- [Set problem A] Rewrite the paragraph in the passage on women and the environment that begins "At the level of rhetoric and debate" as a shorter version that keeps its main facts.

* begin Reading text *

At the level of rhetoric and debate, it is widely understood that women, in their productive and reproductive roles, have close links with the environment in many countries and that they are often among the first to be affected by resource degradation. However, policy makers do not always appreciate the diversity and complexity of the relationship between women and the environment, resulting in unexpected failures in development projects. For example, a tree-planting project in Ethiopia, using women as labour, was seen by the funding agency as both improving the environment by reducing soil erosion and also assisting women by providing employment and additional firewood. Local women, on the other hand, saw the tree planting as increasing their burden of work without improving their lives because men controlled the land and the trees (Berhe 1994). Thus an understanding of both property rights and the complexity of gender divisions of labour is vital to an appreciation of the link between women and the environment.

* end Reading text *
* begin Input material *

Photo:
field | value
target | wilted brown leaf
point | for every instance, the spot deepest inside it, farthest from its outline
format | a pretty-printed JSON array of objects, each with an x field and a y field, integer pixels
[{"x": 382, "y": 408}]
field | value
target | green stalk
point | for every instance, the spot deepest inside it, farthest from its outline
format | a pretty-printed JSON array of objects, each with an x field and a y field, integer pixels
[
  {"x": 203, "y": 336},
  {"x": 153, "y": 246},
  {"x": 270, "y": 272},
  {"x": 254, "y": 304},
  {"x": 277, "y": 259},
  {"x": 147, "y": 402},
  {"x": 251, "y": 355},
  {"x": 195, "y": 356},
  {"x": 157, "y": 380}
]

* end Input material *

- [Set problem B] Reproduce every line of the records above, requests included, with each x and y coordinate in the answers multiplied by 2.25 and rounded to a whole number, halves rounded up.

- [Complete response A] Women are widely recognized as closely tied to the environment through their productive and reproductive roles, and as often among the first hurt by resource degradation. Policy makers, however, often miss how diverse and complex this relationship is, so development projects can fail unexpectedly. In Ethiopia, a funding agency viewed a tree-planting project using women's labor as a way to reduce soil erosion while giving women jobs and more firewood. The local women saw only a heavier workload with no real gain, because men controlled the land and the trees (Berhe 1994). Understanding both property rights and gendered divisions of labor is therefore vital to grasping the link between women and the environment.

- [Complete response B]
Photo:
field | value
target | wilted brown leaf
point | for every instance, the spot deepest inside it, farthest from its outline
format | a pretty-printed JSON array of objects, each with an x field and a y field, integer pixels
[{"x": 860, "y": 918}]
field | value
target | green stalk
point | for every instance, the spot deepest inside it, farthest from its outline
format | a pretty-printed JSON array of objects, each with an x field and a y field, integer pixels
[
  {"x": 457, "y": 756},
  {"x": 344, "y": 554},
  {"x": 608, "y": 612},
  {"x": 572, "y": 684},
  {"x": 623, "y": 583},
  {"x": 331, "y": 905},
  {"x": 565, "y": 799},
  {"x": 439, "y": 801},
  {"x": 353, "y": 855}
]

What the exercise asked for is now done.